== Segment start ==

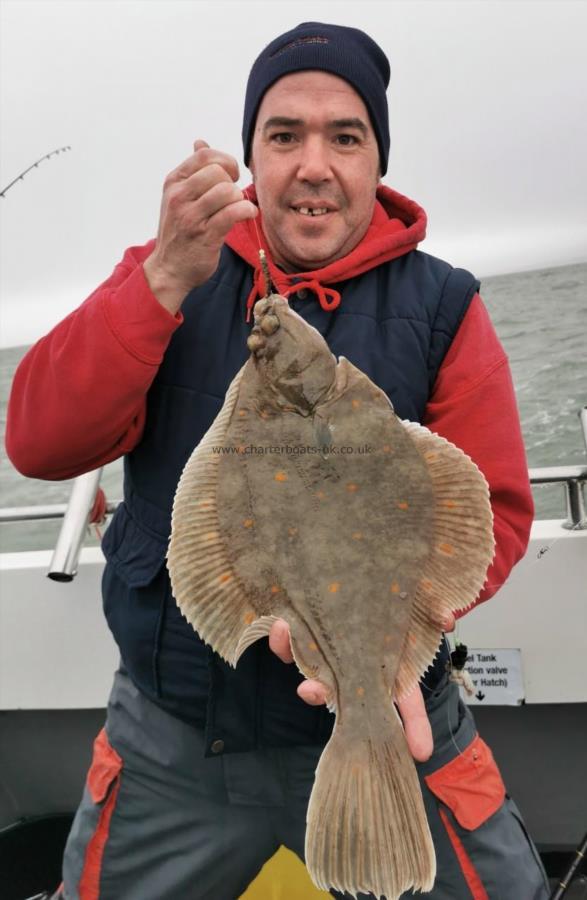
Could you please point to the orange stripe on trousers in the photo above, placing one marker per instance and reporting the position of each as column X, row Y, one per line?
column 89, row 887
column 472, row 878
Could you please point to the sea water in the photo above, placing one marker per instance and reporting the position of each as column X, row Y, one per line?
column 541, row 319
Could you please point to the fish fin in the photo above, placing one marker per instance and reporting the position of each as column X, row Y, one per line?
column 367, row 830
column 204, row 583
column 258, row 629
column 463, row 547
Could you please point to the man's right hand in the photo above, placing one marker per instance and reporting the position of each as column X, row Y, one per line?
column 201, row 203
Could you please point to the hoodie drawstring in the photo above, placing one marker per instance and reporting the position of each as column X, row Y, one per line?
column 328, row 298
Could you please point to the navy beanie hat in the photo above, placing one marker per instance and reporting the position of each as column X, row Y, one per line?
column 347, row 52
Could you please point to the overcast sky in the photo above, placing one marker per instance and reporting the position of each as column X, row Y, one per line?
column 488, row 127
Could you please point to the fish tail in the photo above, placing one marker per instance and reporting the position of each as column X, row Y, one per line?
column 367, row 829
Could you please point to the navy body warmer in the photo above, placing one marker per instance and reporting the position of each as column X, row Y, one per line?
column 396, row 323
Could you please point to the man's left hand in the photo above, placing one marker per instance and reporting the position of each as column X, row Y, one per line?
column 411, row 709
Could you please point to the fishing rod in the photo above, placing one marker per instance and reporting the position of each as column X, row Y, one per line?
column 565, row 882
column 35, row 165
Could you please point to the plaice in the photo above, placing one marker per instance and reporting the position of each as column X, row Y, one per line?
column 309, row 500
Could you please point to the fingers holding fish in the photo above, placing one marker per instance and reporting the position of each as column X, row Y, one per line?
column 314, row 692
column 200, row 204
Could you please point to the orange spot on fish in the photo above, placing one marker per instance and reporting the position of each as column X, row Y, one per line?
column 447, row 549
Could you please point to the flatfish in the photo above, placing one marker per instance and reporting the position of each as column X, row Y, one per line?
column 308, row 499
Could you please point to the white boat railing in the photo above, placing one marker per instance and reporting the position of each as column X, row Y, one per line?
column 76, row 513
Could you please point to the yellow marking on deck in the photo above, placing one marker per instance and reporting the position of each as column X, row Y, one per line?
column 447, row 549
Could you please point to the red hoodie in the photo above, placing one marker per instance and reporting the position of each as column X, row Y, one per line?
column 78, row 399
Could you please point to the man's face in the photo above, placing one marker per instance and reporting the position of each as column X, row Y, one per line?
column 315, row 163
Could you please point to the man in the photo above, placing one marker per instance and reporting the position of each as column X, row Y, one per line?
column 203, row 771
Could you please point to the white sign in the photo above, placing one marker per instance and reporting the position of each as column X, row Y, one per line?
column 496, row 676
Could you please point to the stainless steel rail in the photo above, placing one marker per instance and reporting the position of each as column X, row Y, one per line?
column 73, row 530
column 573, row 477
column 38, row 513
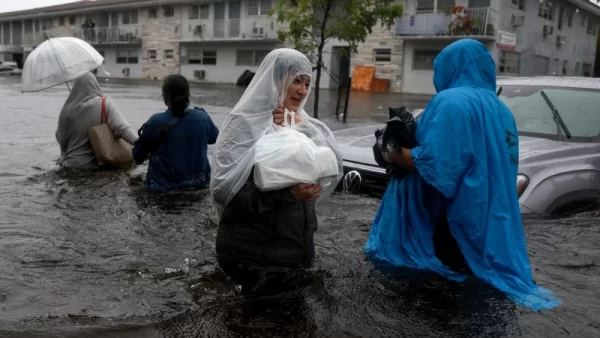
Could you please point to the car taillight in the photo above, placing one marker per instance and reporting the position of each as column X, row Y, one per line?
column 522, row 183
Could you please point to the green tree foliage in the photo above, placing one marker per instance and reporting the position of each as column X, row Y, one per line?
column 312, row 23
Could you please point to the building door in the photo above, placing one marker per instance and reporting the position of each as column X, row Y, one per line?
column 233, row 25
column 219, row 22
column 340, row 67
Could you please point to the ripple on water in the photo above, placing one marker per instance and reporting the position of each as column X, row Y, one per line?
column 92, row 253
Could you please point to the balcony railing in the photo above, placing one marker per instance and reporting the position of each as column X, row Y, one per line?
column 226, row 28
column 475, row 22
column 108, row 35
column 230, row 29
column 90, row 35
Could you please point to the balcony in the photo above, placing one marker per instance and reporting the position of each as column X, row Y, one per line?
column 98, row 35
column 103, row 35
column 231, row 30
column 475, row 22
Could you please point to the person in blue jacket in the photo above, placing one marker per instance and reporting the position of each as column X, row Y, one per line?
column 462, row 172
column 176, row 142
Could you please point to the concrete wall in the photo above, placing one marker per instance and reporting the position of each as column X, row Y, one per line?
column 115, row 69
column 160, row 34
column 420, row 81
column 381, row 38
column 226, row 70
column 579, row 46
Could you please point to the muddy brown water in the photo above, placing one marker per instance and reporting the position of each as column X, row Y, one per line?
column 92, row 254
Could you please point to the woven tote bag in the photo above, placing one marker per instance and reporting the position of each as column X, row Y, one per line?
column 108, row 149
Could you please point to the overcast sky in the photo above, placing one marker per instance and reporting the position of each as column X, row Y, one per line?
column 15, row 5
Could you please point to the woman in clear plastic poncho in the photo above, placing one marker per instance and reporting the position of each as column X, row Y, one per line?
column 263, row 232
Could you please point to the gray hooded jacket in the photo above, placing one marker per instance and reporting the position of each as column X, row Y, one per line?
column 80, row 112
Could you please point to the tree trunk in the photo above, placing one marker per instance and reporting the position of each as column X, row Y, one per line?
column 318, row 83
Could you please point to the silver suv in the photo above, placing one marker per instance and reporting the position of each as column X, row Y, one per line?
column 559, row 138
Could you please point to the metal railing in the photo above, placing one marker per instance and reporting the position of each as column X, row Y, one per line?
column 108, row 35
column 90, row 35
column 226, row 28
column 476, row 21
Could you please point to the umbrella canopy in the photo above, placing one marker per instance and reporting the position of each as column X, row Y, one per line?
column 56, row 61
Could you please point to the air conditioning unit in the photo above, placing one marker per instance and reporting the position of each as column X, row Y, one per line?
column 199, row 74
column 198, row 30
column 517, row 20
column 257, row 31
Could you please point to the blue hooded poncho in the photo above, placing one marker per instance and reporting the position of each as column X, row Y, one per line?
column 463, row 166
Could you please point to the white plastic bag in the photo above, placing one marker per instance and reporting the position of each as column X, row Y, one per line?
column 287, row 157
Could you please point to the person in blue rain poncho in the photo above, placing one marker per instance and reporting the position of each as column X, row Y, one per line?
column 461, row 170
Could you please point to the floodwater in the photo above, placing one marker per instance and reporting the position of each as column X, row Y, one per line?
column 91, row 254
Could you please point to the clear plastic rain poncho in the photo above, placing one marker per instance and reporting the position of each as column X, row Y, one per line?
column 252, row 118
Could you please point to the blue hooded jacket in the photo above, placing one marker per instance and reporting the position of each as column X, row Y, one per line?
column 463, row 165
column 181, row 161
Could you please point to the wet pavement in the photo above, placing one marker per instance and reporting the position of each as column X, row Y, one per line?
column 91, row 254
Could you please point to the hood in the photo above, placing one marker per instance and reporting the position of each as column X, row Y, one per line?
column 464, row 63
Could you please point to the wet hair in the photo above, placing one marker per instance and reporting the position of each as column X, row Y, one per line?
column 177, row 88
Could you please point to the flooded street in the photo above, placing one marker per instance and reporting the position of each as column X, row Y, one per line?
column 92, row 254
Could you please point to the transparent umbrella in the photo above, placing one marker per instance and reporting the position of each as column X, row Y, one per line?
column 57, row 61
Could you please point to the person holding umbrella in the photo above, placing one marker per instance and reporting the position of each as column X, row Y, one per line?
column 82, row 111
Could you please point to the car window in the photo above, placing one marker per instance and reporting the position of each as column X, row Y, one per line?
column 577, row 107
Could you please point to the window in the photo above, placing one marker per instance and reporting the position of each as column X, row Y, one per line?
column 444, row 5
column 259, row 7
column 533, row 118
column 130, row 17
column 423, row 59
column 425, row 6
column 46, row 24
column 250, row 57
column 127, row 56
column 202, row 57
column 546, row 10
column 382, row 55
column 592, row 27
column 508, row 63
column 561, row 14
column 555, row 66
column 168, row 11
column 520, row 4
column 541, row 65
column 193, row 12
column 204, row 10
column 587, row 70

== Segment end ==

- _WHAT THE TASK ASKS_
Leaving the pictures aside, repeat the data above exactly.

- _SOLVED EXERCISE_
Could you please point to the orange stripe on trousers in the photo above, placing one marker per instance and reporting the position of each as column X, row Y, one per line?
column 89, row 887
column 472, row 878
Could you please point to the sea water in the photo above, placing one marker per instance and reporting the position of each as column X, row Y, one per line?
column 541, row 319
Could you please point to the fish fin in the photo above, placing one marker per instance and reporting the position of each as column X, row Y, one per line?
column 367, row 830
column 204, row 583
column 258, row 629
column 463, row 547
Could you please point to the man's right hand in the photo above, placing one marker per instance and reporting the position of each as column X, row Y, one per line?
column 201, row 203
Could you please point to the hoodie drawstring in the photo above, placing one marker per instance and reporting the position of each as column X, row Y, one per line?
column 328, row 298
Could you please point to the navy beanie hat in the photo above, placing one marker per instance and reporting the position of each as column X, row Y, one per line?
column 347, row 52
Could you please point to the overcast sky in the photo above, placing one marker per instance and reporting the position of each as column X, row Y, one per line?
column 488, row 127
Could you please point to the fish tail in the photo above, placing one marker per instance and reporting the position of each as column X, row Y, one per line?
column 367, row 829
Could you please point to the navy body warmer in the photo above, placing one marker per instance and reporting the position of each as column X, row Y, one per line?
column 396, row 323
Could you please point to the man's left hand in the photo above, placing one marker per instance and reporting the position of each as column X, row Y, one per line?
column 411, row 709
Could you please point to the fishing rod in the photo above, placing one marker per instance and reporting the position of each as column X, row Y, one per line?
column 565, row 882
column 35, row 165
Could you please point to the plaice in the photo above, placing one marker per instance and reporting the position of each as column X, row Y, one per line?
column 309, row 500
Could you please point to the fingers holding fish in the photo above, placing one marker per instance and reporting the position of each as column X, row Y, one per line?
column 314, row 692
column 200, row 204
Could you please point to the orange spot on fish in the photo above, placing one marker per instance and reporting the position of each as column X, row Y, one per line?
column 447, row 549
Could you please point to the flatfish in the photo above, placing one marker per instance and reporting the position of each as column X, row Y, one per line?
column 308, row 499
Could you please point to the white boat railing in the photo above, placing one marker per instance and reporting the position of each as column X, row Y, one per line?
column 76, row 513
Could you please point to the yellow marking on deck in the photo above, placing one marker per instance and reporting the position of each as column X, row Y, one per line?
column 447, row 549
Could you please point to the red hoodie in the photo above, placing one marker per instance and reporting the position of each as column X, row Y, one per line?
column 78, row 399
Could you please point to the man's face in the photo above, placing one marker per instance and reporting the position of each as column X, row Y, one per line?
column 315, row 163
Could you please point to the man in the photo above, placing one marker per instance and reporting the position of each as column X, row Y, one per line?
column 203, row 771
Could you please point to the white sign in the photo above, placing one marker per instance and reporting the position of each as column X, row Y, one per line?
column 496, row 676
Could you please point to the stainless steel rail in the photo above, placing one marker per instance and reporting the position of each as column X, row Y, one per line?
column 73, row 530
column 573, row 477
column 38, row 513
Could you please point to the car taillight in the photo above, placing one marker per instance and reporting the position of each as column X, row Y, one per line?
column 522, row 183
Could you please point to the green tree foliage in the photo above, placing one marker per instance and reporting the position of each as column X, row Y, one per line?
column 312, row 23
Could you please point to the building door in the photo above, placing one marker per instance and reporting the position of each as column X, row Y, one per line?
column 233, row 25
column 219, row 22
column 340, row 67
Could you please point to the ripple on water in the photo above, placing one marker per instance and reporting the position of each as column X, row Y, one per line?
column 92, row 253
Could you please point to the balcony railing in the photo above, placing one marker per instance and reporting the position of each as column X, row Y, one per line?
column 226, row 28
column 475, row 22
column 108, row 35
column 230, row 29
column 90, row 35
Could you please point to the balcony in the photo above, placing one marker per instance and reporting the position of each as column X, row Y, one per line?
column 98, row 35
column 103, row 35
column 231, row 30
column 475, row 22
Could you please point to the person in blue jacket in the photo above, placing one marker per instance and reporting the position of each as column X, row Y, one per line?
column 462, row 172
column 176, row 142
Could you please point to the concrete wall in the photo above, placing one marker per instance and reporting the position of each as column X, row Y, one per line?
column 115, row 69
column 160, row 34
column 420, row 81
column 381, row 38
column 226, row 70
column 579, row 46
Could you please point to the muddy brown water in the photo above, placing one marker per instance and reporting the position of each as column X, row Y, one per line?
column 92, row 254
Could you please point to the woven tote bag in the photo above, placing one marker per instance and reporting the position of each as column X, row Y, one per line?
column 108, row 149
Could you please point to the overcast sky in the photo above, placing one marker per instance and reporting the position of each as column X, row Y, one per line?
column 15, row 5
Could you please point to the woman in clear plastic poncho in the photo above, placing one marker per instance and reporting the position of each as column X, row Y, one per line?
column 263, row 232
Could you please point to the gray hooded jacket in the photo above, placing one marker per instance and reporting the position of each as column X, row Y, one per line?
column 80, row 112
Could you please point to the tree trunk in the photo above, placing one marker per instance and reporting the position of each as column X, row Y, one per line?
column 318, row 83
Could you please point to the silver suv in the photo above, placing one marker per instance and reporting the position of each as column X, row Y, one per line?
column 559, row 138
Could you please point to the metal railing in the photo above, placing one marker per instance and reporting the position of each as column X, row Y, one per line?
column 108, row 35
column 90, row 35
column 226, row 28
column 476, row 21
Could you please point to the umbrella canopy in the photo above, placing one marker per instance and reporting the position of each as column X, row Y, one per line?
column 56, row 61
Could you please point to the air conditioning unit in the photo above, placing one marker per instance and reporting the position of each as column X, row Y, one per line?
column 199, row 74
column 198, row 30
column 517, row 20
column 257, row 31
Could you please point to the blue hooded poncho in the photo above, placing one marker per instance and reporting the position of each as column X, row Y, one per line?
column 463, row 166
Could you please point to the white plastic bag in the photo above, placing one marker per instance and reporting the position of each as column X, row Y, one per line?
column 287, row 157
Could you please point to the person in blue rain poncho in the photo above, placing one marker per instance and reporting the position of each as column X, row Y, one per line?
column 461, row 170
Could you please point to the floodwater in the photo above, placing one marker per instance and reporting the position of each as column X, row Y, one per line?
column 91, row 254
Could you please point to the clear plastic rain poncho in the photo above, placing one marker per instance and reporting the position of each as column X, row Y, one per line?
column 252, row 118
Could you please point to the blue hooded jacket in the photo above, placing one marker per instance and reporting the position of each as column X, row Y, one per line?
column 463, row 165
column 181, row 161
Could you please point to the wet pavement in the photo above, placing one marker per instance and reporting the position of each as column X, row Y, one per line?
column 91, row 254
Could you please point to the hood in the photo above, placing one marker per instance and reporting the position of each as column X, row Y, one per line?
column 464, row 63
Could you please point to the wet hair in the photo above, placing one marker per instance and reporting the position of each as column X, row Y, one per line?
column 177, row 88
Could you please point to the flooded street in the photo above, placing one marker per instance and reporting the position of each as column X, row Y, one per line?
column 92, row 254
Could you please point to the transparent umbrella in the photo above, placing one marker per instance and reporting the position of each as column X, row Y, one per line?
column 57, row 61
Could you please point to the person holding umbrella in the photo above, placing one marker per instance and reporting the position of each as column X, row Y, one per line?
column 82, row 111
Could you please point to the car window in the photo above, placing one marker per instance and reporting the position of each as column X, row Y, one per line?
column 577, row 107
Could you please point to the window in the photo above, placing one marker per instance and reporting the position of each as column X, row Y, one per line?
column 444, row 5
column 259, row 7
column 533, row 118
column 130, row 17
column 423, row 59
column 425, row 6
column 46, row 24
column 250, row 57
column 127, row 56
column 202, row 57
column 546, row 10
column 382, row 55
column 592, row 27
column 508, row 63
column 561, row 14
column 555, row 66
column 168, row 11
column 520, row 4
column 541, row 65
column 193, row 12
column 204, row 10
column 587, row 70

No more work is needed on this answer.